■ TASK TO COMPLETE
Write the next part of the Elegoo Jupiter SE printer review, picking up right after its final sentence.

Elegoo Jupiter SE printer review — Large format printing sees a big improvement

I’ve been 3D printing for a few years at this point. It started with things like chip clips, replacement plastic parts, and fidget toys, and has spun so far out of control that it would probably qualify for a case study of some kind. In Lord of the Rings: Journeys in Middle-earth there are round boulder pogs – those were replaced with well-painted resin rocks. There are cardboard fences as well, now replaced with a variety of similar flavor pieces. Book cases, chests, statues, and more round out that game, which is when I graduated to health counters for Nemesis, flames, caravans, and markers for Return to Dark Tower, and a whole lot of organizers and play boards. Lately I’ve been spending a lot more time printing medium scale high-detail statues and painting them with my wife, Laura. Recently I printed a two foot tall statue of Sylvanas from World of Warcraft for a close friend of mine on my Elegoo Saturn 2 and it taught me a lot about supports, calibrations, and assembly. It also made me want a much larger printer – something that I could make even larger statues, single-piece sculptures, and all without needing to slice it into small parts. Elegoo once again showed me the solution – their new and improved Elegoo Jupiter SE. After nearly two months of calibration and printing, I’m finally ready to talk through the ins and outs of this incredible piece of hardware. Let’s make something amazing.

■ STORED DATA

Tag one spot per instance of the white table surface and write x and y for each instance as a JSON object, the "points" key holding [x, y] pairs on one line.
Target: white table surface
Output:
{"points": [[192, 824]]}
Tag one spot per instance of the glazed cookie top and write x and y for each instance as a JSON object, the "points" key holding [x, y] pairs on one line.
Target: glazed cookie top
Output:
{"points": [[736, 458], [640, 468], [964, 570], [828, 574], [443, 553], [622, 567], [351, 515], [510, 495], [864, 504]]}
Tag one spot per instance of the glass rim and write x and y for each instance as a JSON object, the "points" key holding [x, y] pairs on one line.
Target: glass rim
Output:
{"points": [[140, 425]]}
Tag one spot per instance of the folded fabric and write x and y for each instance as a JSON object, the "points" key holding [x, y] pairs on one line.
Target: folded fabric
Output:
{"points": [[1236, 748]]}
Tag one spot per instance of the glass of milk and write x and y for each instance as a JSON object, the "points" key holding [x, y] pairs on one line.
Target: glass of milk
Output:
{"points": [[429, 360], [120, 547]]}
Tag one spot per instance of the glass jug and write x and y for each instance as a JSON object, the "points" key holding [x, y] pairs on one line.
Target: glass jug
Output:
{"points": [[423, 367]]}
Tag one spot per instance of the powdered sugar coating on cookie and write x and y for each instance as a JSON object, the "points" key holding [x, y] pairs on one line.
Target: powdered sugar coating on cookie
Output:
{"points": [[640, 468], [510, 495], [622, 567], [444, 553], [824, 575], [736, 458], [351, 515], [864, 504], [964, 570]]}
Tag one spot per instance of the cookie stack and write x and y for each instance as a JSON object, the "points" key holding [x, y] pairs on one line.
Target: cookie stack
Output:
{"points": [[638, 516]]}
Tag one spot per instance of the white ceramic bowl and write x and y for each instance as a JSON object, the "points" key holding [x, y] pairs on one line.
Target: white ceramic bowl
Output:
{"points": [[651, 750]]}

■ FINAL RESULT
When the box arrived it put a smile as big as the printer itself on my face. Elegoo released the original Jupiter printer on ‎October 10, 2022. A large gray box with a glass door, it came with a number of big improvements over its smaller counterparts, but it was heavy and didn’t really match the aesthetic look and feel of their other printers. Still, it gave a lot of folks their first look at a prosumer level resin printer, with an initial cost of $1300 if you caught it on preorder. That put it in one of the highest price brackets, and there were issues with that gray frosted glass allowing pass-thru curing inside the vat, but overall reviewers found it to be a solid large format printer. Heading into 2024 we see a major refresh of this printer, taking the best parts of its larger brothers and a few from the smaller ones and blending them into something better than the sum of both – the Jupiter SE.

Elegoo Jupiter SE Unboxing, Test Prints, and Review -- Best Large Format Printer Ever??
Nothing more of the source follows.